Sources from the Liberian Senate have informed the Hot Pepper in confidence that the National Legislature’s Joint Resolution of May 6, 2021 confirms that the Central Bank of Liberia (CBL) has been given the authority to print a new family of Liberian dollar currency in the value that include a $1,000 single note, as well as in $500, $100, $50 and $20, with the $10 and $5 denominations in coins.
The CBL having the authority to print a L$1,000 denomination has been the central issue of discussion in many public quarters, with a few members of the National Legislature trying to legitimize the claim that the CBL has no authority to do so, as in fact they are yet to review the features and security content of the new L$1,000 bill.
However, it was confided in the Hot Pepper by members of the Liberian Senate, who preferred anonymity, that after two hearings were conducted by the Joint Committee on Banking and Currency, Ways, Means and Finance, as well as Public Accounts and Judiciary, Human Rights, Claims and Petition of the National Legislature, all authorities and permissions were given the CBL to go ahead to print the new family currency, including the $1,000 banknote.
To confirm their disclosure, the Senate sources provided a copy of the National Legislature’s Joint Resolution of May 6, 2021, and the document proved their revelation to be correct.
According to the Joint Resolution, the denomination of banknotes to be printed shall be L$20, L$50, L$100, L$500 and L$1,000, and the denominations to be minted in coins shall be L$5 and L$10.

- - - - -

■ CHALLENGES
- A) Write out the entire Liberian currency report word for word.
- B) Convert the records into a numbered list, beginning at the line that contains "Trace the outline of every instance of the **car grille**." and continuing through the final line of the records. Omit any blank lines.

Data listing:
- - - - -

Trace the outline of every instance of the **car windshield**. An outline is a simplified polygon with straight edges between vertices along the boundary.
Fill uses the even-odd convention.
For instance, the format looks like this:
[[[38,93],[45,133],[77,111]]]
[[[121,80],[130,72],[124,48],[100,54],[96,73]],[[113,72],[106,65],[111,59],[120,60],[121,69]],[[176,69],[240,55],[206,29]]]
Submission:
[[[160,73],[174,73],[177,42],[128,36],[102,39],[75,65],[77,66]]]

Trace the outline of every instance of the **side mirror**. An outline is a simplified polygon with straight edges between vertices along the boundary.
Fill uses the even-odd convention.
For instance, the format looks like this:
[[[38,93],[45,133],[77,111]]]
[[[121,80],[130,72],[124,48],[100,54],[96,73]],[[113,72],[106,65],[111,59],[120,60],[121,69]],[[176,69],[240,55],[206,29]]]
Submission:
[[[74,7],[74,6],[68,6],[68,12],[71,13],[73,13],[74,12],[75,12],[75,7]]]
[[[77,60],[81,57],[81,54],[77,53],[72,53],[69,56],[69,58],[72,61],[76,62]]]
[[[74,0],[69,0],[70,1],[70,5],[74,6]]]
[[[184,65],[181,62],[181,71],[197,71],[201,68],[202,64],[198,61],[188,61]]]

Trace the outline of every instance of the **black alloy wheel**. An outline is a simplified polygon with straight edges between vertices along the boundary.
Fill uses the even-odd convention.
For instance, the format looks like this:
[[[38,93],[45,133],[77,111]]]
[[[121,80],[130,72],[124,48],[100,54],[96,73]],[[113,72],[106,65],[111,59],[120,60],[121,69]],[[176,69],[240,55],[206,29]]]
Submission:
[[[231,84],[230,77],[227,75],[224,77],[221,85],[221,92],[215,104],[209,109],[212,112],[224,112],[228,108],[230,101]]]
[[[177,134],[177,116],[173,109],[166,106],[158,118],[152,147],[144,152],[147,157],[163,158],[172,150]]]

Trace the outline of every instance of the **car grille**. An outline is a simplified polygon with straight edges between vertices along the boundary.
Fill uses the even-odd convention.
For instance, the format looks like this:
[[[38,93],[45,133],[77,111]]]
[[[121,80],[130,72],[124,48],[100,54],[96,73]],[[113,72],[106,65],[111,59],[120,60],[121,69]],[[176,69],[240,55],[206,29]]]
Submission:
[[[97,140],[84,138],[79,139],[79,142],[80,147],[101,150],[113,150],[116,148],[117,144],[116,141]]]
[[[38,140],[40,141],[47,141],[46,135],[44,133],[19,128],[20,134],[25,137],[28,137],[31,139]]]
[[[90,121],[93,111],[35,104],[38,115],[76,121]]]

- - - - -

■ COMPLETE ANSWERS
- A)
Sources from the Liberian Senate have informed the Hot Pepper in confidence that the National Legislature’s Joint Resolution of May 6, 2021 confirms that the Central Bank of Liberia (CBL) has been given the authority to print a new family of Liberian dollar currency in the value that include a $1,000 single note, as well as in $500, $100, $50 and $20, with the $10 and $5 denominations in coins.
The CBL having the authority to print a L$1,000 denomination has been the central issue of discussion in many public quarters, with a few members of the National Legislature trying to legitimize the claim that the CBL has no authority to do so, as in fact they are yet to review the features and security content of the new L$1,000 bill.
However, it was confided in the Hot Pepper by members of the Liberian Senate, who preferred anonymity, that after two hearings were conducted by the Joint Committee on Banking and Currency, Ways, Means and Finance, as well as Public Accounts and Judiciary, Human Rights, Claims and Petition of the National Legislature, all authorities and permissions were given the CBL to go ahead to print the new family currency, including the $1,000 banknote.
To confirm their disclosure, the Senate sources provided a copy of the National Legislature’s Joint Resolution of May 6, 2021, and the document proved their revelation to be correct.
According to the Joint Resolution, the denomination of banknotes to be printed shall be L$20, L$50, L$100, L$500 and L$1,000, and the denominations to be minted in coins shall be L$5 and L$10.

- B)
1. Trace the outline of every instance of the **car grille**. An outline is a simplified polygon with straight edges between vertices along the boundary.
2. Fill uses the even-odd convention.
3. For instance, the format looks like this:
4. [[[38,93],[45,133],[77,111]]]
5. [[[121,80],[130,72],[124,48],[100,54],[96,73]],[[113,72],[106,65],[111,59],[120,60],[121,69]],[[176,69],[240,55],[206,29]]]
6. Submission:
7. [[[97,140],[84,138],[79,139],[79,142],[80,147],[101,150],[113,150],[116,148],[117,144],[116,141]]]
8. [[[38,140],[40,141],[47,141],[46,135],[44,133],[19,128],[20,134],[25,137],[28,137],[31,139]]]
9. [[[90,121],[93,111],[35,104],[38,115],[76,121]]]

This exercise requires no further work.